EXTRACT TO READ
§ §
6 months ago feels like a million years ago…with more long-term volunteers, we’ve been able
to really expand some parts of our project, including self-surveillance. I looked at what we had done—how many mobile clinics, how many volunteers, how many projects, how many patients…it is overwhelming to try and describe. I should either write bullet points, or a 3-volume novel to describe everything since my last update.
Over most of our time here, for example, for every 3 days we were here, we ran one day of mobile clinic work—even counting rained-out days (and it rains 150 inches a year here) and days we were involved in any other kind of activity, whether it was working on boat projects, escorting patients to the mainland to get treatment, holding office hours in our consultorio, working in the asilo, eating, sleeping, or doing anything else. We’ve seen over 3,000 patients in more than 17 communities that we visit on a roughly 2-month rotation across the entire province of Bocas (an area of over 4,500 square kilometers), in addition to all our other activities.
No matter what other projects we get involved in, the core of Floating Doctors is our mobility—even the permanent clinics we are now working to establish are to serve as bases from which to continually run mobile clinics by panga, as we have done everywhere we go. I’m incredibly proud of all my volunteers and my crew for maintaining that level of dedication to work one day of mobile clinic for every 3 days we were here.
§ §
DATA LISTING
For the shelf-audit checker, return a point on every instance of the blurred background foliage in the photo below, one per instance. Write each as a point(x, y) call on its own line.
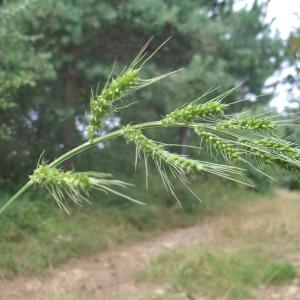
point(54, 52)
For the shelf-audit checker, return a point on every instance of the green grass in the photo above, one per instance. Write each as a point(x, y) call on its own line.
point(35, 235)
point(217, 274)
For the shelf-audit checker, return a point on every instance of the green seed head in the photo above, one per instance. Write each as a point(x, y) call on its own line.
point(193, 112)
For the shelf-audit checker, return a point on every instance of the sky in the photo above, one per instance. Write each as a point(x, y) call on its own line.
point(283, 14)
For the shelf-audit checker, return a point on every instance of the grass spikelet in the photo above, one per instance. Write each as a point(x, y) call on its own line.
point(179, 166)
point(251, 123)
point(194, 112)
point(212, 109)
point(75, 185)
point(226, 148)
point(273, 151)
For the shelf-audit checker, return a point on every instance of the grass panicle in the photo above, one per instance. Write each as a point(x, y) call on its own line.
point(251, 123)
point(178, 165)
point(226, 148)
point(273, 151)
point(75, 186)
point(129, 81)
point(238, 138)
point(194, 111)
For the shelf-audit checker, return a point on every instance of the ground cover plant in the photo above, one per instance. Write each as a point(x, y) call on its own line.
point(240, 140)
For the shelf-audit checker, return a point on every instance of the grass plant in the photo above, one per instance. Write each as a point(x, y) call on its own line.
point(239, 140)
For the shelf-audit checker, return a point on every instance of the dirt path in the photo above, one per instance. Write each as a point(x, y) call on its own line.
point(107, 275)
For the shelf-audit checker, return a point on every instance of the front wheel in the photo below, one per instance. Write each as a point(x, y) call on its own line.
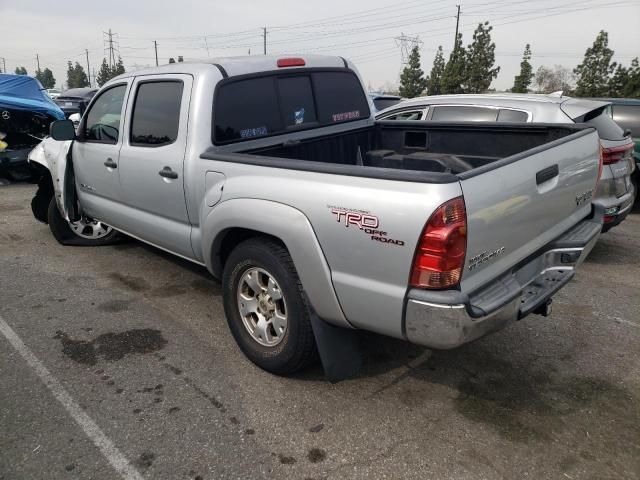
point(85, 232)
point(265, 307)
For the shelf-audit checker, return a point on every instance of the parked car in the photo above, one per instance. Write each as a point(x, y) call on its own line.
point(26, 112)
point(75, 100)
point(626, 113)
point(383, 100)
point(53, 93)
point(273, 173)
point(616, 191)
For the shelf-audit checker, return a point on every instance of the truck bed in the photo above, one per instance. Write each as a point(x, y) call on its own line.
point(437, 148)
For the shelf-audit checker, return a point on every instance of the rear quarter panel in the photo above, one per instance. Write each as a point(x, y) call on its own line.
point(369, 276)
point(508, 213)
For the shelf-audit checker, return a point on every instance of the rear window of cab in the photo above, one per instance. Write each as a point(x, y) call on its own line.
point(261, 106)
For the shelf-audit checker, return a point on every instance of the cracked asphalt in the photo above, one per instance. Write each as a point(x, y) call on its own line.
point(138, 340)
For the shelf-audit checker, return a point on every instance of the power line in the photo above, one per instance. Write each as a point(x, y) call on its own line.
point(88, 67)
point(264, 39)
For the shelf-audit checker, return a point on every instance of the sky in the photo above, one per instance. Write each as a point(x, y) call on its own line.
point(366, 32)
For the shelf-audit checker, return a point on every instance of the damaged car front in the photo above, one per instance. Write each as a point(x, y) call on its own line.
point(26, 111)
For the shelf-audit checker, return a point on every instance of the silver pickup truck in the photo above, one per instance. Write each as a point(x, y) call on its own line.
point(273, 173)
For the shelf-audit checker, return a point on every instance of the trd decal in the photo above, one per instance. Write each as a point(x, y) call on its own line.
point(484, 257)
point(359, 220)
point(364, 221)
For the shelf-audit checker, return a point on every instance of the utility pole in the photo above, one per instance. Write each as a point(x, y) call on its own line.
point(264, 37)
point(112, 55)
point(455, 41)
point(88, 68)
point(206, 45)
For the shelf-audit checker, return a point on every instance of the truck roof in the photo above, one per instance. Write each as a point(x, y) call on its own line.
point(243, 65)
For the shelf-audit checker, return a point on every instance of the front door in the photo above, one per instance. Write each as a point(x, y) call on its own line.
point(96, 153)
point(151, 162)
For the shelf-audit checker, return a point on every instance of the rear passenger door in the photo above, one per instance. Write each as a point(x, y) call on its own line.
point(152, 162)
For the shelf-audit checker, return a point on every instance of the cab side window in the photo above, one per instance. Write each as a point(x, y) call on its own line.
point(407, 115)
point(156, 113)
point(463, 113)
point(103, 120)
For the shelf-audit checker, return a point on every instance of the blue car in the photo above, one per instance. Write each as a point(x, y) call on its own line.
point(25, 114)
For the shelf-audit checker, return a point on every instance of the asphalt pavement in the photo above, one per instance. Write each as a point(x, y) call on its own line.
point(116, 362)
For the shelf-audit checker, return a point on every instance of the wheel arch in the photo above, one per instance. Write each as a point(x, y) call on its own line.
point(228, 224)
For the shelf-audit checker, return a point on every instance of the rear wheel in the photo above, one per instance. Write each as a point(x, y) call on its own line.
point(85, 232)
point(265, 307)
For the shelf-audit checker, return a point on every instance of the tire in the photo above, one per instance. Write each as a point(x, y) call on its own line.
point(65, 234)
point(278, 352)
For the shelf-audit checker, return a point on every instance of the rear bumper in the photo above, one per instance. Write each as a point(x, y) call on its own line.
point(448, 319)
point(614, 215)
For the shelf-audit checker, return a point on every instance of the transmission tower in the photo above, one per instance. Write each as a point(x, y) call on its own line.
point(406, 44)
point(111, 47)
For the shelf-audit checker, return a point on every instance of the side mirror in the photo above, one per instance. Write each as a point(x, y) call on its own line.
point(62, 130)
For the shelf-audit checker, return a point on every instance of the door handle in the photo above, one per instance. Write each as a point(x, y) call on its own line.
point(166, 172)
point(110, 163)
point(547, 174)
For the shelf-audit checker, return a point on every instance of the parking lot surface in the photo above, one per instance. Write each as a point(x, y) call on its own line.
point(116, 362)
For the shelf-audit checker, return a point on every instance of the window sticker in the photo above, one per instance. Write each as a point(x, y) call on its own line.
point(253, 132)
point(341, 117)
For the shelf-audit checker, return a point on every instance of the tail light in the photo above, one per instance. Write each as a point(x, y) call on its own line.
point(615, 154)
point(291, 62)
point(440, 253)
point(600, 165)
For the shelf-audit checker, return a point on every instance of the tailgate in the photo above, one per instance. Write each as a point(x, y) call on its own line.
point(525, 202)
§ §
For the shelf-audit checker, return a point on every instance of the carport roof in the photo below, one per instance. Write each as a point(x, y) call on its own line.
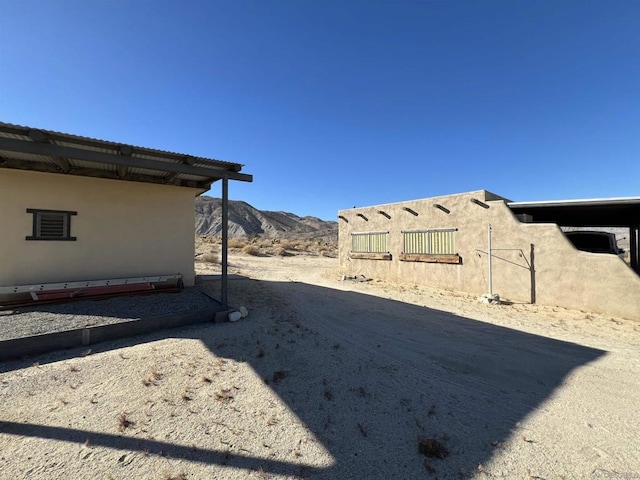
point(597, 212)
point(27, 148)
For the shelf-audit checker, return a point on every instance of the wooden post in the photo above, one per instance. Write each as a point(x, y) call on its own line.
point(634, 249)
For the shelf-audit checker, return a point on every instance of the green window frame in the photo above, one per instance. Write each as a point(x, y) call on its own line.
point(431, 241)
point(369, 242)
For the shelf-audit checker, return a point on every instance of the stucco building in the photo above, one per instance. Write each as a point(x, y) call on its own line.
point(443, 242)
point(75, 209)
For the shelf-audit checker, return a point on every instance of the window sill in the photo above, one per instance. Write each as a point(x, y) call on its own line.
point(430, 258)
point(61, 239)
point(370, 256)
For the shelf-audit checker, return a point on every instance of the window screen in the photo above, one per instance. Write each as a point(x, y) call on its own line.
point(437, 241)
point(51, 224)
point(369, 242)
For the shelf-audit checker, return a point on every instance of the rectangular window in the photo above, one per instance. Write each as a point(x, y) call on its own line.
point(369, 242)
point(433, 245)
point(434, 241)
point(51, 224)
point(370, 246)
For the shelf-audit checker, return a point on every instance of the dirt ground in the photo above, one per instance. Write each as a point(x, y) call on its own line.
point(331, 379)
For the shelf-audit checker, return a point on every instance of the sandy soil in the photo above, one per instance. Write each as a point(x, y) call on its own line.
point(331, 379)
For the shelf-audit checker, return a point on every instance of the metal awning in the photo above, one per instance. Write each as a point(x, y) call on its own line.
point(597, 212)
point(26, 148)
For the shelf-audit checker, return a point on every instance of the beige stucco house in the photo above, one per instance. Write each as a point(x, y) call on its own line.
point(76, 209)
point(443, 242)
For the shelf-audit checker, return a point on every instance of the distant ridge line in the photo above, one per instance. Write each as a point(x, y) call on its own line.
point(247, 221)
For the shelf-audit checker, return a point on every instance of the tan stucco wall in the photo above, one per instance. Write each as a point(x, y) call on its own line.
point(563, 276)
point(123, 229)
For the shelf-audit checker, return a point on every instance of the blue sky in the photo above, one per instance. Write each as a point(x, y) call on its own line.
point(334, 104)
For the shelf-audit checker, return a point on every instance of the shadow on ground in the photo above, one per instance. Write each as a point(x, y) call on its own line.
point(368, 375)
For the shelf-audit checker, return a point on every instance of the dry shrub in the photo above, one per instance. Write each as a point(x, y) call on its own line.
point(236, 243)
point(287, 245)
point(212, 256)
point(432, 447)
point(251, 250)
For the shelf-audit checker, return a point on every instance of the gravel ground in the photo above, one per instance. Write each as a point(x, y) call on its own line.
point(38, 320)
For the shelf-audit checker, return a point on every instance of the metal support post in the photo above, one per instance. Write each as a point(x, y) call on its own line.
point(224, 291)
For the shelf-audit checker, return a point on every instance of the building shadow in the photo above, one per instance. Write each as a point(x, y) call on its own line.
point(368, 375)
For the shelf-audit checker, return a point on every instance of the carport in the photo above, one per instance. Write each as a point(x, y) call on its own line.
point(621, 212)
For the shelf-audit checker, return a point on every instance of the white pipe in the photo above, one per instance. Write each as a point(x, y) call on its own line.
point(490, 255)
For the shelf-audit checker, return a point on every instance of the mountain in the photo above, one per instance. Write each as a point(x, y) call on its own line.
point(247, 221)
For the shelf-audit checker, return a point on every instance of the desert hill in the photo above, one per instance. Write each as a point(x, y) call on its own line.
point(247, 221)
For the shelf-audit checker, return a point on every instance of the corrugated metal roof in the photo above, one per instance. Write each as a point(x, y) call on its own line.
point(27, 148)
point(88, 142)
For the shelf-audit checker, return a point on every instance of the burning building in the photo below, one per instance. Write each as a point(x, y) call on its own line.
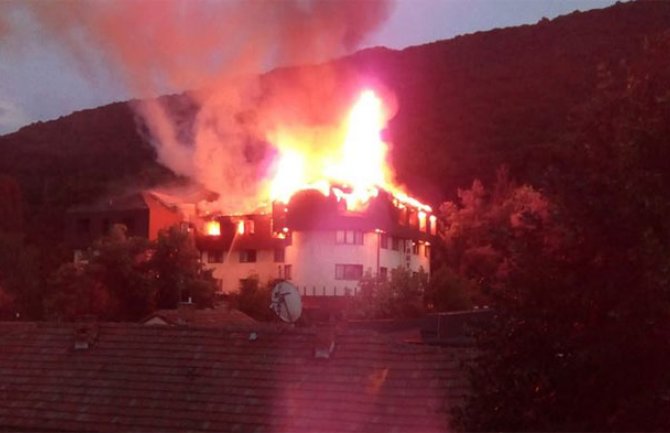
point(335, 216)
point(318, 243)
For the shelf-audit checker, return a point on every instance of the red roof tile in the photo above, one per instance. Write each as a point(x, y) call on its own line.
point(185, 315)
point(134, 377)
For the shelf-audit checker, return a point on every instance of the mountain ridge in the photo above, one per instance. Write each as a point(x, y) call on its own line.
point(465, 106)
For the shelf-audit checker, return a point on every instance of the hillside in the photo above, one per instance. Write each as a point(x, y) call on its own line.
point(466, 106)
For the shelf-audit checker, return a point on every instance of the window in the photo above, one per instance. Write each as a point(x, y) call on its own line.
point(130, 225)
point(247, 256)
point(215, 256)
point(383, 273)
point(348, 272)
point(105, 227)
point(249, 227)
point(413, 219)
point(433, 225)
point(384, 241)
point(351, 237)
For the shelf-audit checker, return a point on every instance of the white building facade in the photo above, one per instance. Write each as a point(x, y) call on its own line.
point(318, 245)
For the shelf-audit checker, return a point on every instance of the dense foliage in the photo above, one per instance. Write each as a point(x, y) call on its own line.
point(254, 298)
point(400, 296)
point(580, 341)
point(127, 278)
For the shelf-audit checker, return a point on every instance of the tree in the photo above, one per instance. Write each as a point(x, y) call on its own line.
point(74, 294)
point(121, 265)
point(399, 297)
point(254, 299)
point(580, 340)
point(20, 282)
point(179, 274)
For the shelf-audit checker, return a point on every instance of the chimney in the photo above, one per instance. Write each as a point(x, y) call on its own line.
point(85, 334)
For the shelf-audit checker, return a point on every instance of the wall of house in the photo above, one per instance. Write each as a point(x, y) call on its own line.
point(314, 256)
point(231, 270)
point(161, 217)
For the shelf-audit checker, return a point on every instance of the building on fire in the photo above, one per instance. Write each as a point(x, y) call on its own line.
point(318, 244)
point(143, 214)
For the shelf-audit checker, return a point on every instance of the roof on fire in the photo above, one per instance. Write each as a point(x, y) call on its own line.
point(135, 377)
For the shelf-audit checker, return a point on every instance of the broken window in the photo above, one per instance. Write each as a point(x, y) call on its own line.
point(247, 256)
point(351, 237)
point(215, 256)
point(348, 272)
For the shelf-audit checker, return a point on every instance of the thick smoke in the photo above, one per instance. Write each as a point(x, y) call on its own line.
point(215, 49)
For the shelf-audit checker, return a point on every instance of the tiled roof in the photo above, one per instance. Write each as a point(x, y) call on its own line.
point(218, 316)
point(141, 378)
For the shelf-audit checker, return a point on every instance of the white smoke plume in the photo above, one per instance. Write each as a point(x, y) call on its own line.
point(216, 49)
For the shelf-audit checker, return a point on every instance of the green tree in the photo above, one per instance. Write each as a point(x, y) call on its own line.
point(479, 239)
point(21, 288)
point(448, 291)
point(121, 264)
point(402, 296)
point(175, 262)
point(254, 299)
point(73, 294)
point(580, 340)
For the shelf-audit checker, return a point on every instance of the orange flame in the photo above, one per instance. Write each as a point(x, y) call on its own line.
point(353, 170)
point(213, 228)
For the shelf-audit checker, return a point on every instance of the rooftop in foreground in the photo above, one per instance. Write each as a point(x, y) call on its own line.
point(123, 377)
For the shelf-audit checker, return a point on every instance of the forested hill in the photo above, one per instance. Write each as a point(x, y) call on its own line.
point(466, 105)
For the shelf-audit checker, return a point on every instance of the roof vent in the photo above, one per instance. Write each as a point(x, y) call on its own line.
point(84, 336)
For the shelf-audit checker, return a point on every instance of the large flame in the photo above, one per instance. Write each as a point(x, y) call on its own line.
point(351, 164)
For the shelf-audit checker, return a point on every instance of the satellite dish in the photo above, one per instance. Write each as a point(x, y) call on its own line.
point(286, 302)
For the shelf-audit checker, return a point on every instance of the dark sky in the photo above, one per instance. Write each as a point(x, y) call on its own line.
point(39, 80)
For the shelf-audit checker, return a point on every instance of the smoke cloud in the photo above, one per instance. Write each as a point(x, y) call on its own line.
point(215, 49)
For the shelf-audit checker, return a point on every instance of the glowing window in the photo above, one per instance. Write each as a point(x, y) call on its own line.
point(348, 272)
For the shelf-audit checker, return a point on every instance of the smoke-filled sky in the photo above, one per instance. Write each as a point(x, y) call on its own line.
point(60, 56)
§ §
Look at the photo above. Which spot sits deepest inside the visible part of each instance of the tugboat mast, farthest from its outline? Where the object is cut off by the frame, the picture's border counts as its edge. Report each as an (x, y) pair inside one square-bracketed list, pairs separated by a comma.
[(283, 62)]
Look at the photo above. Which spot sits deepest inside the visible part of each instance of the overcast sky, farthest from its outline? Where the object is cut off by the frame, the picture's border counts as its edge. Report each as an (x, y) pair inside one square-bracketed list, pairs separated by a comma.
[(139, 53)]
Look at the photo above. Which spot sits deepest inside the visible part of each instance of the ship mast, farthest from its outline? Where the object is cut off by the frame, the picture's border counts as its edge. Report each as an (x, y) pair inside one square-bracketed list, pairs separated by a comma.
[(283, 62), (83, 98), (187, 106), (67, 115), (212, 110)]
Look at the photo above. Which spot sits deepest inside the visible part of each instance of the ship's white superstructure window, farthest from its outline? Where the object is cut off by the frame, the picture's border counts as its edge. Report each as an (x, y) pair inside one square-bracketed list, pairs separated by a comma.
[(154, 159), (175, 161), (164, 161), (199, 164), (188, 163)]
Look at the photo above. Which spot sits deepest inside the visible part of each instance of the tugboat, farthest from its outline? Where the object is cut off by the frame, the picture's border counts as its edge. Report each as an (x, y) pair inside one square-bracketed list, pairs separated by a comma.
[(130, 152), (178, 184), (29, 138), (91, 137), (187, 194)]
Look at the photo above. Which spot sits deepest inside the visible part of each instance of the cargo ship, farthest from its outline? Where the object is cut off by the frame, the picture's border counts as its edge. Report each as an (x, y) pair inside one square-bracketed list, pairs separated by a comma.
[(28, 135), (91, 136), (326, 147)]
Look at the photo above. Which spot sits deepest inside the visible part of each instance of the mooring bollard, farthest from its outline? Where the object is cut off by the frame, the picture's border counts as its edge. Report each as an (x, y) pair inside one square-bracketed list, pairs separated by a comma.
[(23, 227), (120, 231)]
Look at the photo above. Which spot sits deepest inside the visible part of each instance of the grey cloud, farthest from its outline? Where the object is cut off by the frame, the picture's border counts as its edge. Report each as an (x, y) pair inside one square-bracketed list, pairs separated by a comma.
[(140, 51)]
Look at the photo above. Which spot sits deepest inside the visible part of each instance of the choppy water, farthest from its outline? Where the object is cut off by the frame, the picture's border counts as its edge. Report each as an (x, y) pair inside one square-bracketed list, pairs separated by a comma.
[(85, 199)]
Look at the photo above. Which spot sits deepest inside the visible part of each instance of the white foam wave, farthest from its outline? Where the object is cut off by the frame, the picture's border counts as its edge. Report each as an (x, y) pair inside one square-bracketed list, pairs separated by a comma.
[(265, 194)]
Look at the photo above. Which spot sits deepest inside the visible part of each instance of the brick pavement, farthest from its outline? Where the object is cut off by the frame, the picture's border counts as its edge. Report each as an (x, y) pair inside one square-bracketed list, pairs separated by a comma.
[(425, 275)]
§ §
EXERCISE DESCRIPTION
According to the Floating Doctors update, how much rain falls in the area each year?

WRITTEN ANSWER
150 inches a year.